* [Exercise aim]: Copy the lines word for word. Begin at the line that contains "Can you find the navy" and end with the final line of the data.
___ Exercise data ___
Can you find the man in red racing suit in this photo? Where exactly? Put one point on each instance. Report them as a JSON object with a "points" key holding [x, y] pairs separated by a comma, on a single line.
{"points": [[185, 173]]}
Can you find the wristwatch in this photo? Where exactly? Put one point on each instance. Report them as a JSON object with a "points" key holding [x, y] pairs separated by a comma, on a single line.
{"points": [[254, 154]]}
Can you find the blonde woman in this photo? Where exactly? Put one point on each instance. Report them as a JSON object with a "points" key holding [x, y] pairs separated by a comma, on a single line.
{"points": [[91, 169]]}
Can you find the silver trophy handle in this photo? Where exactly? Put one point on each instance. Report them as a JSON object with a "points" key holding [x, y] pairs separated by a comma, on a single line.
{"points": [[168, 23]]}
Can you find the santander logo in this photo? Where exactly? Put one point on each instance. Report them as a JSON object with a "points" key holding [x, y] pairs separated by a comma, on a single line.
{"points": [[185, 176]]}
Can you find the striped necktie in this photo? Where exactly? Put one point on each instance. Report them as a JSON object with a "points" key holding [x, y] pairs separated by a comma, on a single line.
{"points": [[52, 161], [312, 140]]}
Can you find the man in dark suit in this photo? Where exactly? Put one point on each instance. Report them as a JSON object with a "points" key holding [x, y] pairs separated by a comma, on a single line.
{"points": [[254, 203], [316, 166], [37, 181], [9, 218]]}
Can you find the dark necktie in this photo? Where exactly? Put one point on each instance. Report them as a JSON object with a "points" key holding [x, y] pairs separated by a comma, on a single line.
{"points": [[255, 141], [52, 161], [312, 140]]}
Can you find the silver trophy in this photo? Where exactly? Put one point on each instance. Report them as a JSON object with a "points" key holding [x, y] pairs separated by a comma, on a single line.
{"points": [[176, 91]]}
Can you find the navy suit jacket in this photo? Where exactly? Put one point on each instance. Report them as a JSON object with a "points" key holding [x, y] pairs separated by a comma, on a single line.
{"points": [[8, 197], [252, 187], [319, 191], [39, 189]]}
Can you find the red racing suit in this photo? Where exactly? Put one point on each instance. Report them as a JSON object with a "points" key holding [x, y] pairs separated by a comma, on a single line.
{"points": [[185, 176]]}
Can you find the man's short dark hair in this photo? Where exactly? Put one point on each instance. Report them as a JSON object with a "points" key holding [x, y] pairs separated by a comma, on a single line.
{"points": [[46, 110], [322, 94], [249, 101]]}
___
* [Solved problem]:
Can you find the navy suit jacket in this photo? Where exactly? Put one point on each instance. Report them as a JSON object with a "points" key holding [x, y] pairs separated by a comma, on a single line.
{"points": [[8, 197], [252, 187], [319, 191], [39, 189]]}
Can you find the red racing suit in this photo? Where exactly? Put one point on each instance. Report them as a JSON object with a "points" key holding [x, y] pairs separated by a comma, on a single line.
{"points": [[185, 176]]}
Can you find the man's short dark hair in this photo? Where exactly? Put one point on each instance. Report them as a JSON object with a "points" key holding [x, y] pairs separated by a comma, on a single line.
{"points": [[46, 110], [322, 94], [249, 101]]}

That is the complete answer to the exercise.